» **WHAT THE EXERCISE ASKS**
Reproduce each of the following lines verbatim, with nothing changed.

--- START INPUT RECORDS ---

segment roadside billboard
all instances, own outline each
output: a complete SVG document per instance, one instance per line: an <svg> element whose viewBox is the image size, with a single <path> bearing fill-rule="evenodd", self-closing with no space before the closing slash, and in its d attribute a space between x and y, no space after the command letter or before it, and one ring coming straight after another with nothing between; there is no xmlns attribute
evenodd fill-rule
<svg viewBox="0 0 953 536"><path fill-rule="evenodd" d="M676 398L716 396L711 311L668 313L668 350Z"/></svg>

--- END INPUT RECORDS ---

» **EXERCISE RESULT**
segment roadside billboard
all instances, own outline each
output: a complete SVG document per instance, one instance per line: an <svg> element whose viewBox is the image size, with a single <path> bearing fill-rule="evenodd", self-closing with no space before the closing slash, and in its d attribute a space between x and y, no space after the command letter or before it, and one ring coming straight after another with nothing between; there is no xmlns attribute
evenodd fill-rule
<svg viewBox="0 0 953 536"><path fill-rule="evenodd" d="M676 398L716 396L711 311L668 313L668 350Z"/></svg>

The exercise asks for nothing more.